Location identification items:
◇ ◇ ◇ ◇ ◇ ◇ ◇
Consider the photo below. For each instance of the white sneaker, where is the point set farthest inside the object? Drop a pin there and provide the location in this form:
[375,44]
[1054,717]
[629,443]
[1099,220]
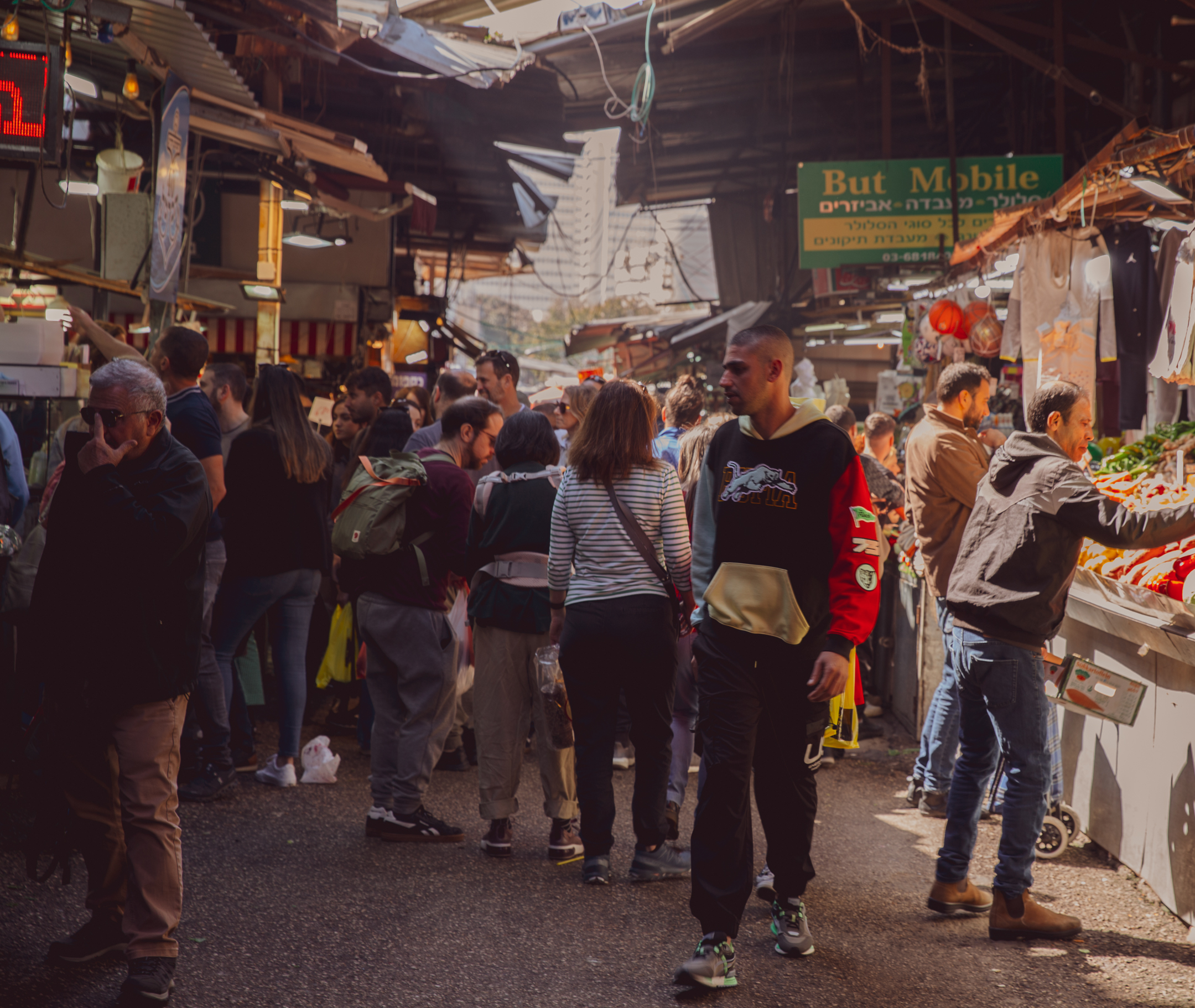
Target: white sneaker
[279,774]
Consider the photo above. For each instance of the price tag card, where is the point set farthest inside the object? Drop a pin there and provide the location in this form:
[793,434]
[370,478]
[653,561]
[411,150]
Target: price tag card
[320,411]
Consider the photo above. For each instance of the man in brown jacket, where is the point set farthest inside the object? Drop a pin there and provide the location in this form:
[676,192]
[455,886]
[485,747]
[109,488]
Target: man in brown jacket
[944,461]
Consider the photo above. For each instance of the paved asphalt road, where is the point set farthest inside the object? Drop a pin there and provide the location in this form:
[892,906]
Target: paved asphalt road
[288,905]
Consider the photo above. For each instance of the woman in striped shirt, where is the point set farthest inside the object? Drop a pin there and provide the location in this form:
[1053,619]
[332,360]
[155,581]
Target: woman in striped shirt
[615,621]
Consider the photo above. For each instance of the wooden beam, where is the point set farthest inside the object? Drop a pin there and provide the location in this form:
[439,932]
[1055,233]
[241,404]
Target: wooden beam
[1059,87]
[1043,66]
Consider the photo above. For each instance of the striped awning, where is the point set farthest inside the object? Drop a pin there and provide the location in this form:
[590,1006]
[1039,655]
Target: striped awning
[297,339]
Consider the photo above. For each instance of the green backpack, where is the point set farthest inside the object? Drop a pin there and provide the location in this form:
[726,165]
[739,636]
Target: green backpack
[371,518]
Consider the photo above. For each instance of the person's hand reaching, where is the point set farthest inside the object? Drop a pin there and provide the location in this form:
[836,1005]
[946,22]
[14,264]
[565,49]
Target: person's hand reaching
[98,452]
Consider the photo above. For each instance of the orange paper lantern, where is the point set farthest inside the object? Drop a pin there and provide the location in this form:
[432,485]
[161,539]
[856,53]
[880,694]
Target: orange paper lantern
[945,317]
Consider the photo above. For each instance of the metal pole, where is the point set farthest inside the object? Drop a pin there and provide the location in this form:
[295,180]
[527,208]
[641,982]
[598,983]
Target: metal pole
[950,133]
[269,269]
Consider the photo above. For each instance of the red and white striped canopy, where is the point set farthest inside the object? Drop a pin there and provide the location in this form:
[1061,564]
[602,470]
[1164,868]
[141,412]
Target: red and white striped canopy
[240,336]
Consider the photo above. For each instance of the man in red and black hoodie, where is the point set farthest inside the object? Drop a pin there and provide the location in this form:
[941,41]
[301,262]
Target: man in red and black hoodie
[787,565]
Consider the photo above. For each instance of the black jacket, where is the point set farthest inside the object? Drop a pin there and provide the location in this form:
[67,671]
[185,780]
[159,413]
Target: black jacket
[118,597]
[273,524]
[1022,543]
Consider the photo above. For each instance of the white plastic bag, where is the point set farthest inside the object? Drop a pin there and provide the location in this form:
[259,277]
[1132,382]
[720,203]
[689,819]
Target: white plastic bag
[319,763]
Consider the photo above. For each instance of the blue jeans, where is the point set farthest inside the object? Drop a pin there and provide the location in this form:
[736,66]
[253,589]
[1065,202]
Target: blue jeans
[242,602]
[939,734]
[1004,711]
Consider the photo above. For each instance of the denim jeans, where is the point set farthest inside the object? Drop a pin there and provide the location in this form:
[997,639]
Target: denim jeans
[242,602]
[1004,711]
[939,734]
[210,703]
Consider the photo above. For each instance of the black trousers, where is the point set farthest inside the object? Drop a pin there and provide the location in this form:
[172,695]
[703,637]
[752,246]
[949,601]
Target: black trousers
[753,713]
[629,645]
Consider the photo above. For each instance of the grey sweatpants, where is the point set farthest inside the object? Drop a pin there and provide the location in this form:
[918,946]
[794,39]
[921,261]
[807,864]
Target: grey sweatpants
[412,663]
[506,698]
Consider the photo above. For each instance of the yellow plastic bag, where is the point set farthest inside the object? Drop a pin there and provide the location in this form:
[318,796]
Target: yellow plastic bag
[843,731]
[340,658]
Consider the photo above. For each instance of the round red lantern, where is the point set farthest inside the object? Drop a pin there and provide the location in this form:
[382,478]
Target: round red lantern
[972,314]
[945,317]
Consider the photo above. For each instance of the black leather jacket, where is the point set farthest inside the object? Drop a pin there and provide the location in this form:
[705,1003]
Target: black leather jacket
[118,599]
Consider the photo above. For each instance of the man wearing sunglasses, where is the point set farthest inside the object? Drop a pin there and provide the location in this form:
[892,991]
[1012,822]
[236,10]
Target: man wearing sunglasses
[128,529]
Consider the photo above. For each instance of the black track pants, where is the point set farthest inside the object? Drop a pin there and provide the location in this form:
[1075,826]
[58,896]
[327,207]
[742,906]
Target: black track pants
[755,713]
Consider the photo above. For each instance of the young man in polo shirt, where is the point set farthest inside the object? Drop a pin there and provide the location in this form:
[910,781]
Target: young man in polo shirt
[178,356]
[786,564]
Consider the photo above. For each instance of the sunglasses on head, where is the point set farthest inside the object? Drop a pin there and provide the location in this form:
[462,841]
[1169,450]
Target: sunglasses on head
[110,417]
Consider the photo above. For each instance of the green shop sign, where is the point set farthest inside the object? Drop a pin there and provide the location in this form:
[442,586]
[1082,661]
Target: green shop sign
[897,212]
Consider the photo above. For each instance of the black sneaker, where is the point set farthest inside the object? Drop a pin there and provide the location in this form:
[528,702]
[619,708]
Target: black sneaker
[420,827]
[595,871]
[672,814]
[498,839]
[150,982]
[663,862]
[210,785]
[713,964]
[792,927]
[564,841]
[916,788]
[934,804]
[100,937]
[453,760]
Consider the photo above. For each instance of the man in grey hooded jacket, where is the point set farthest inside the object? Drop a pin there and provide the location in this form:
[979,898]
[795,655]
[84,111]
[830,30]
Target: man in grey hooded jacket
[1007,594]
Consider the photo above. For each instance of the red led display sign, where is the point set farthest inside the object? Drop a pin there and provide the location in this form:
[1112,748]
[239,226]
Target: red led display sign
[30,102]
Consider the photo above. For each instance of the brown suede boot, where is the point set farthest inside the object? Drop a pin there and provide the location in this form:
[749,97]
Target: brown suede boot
◇ ◇ ◇ ◇ ◇ ◇ ◇
Problem:
Repeat word for word every line from the one that holds "hooded jacket, where" to the end. Both ends count.

Exercise response:
Consider the photo above. For each instance of the man in grey hooded jacket, where is the point set farthest inside the object? Drop a pin there and provide the location in this form:
[979,898]
[795,655]
[84,111]
[830,30]
Target: man in grey hooded jacket
[1007,594]
Consider the photo above. For each instance of the red led display sign, where is the point set farthest inside the object? Drop a pin there and provide the location in this form:
[1112,748]
[239,226]
Target: red led display sign
[30,102]
Consider the photo above. For each instance of the brown suede boot, where is the point set farthest inside the object? Drop a pin there and provide the location in this form:
[749,97]
Target: brown suede boot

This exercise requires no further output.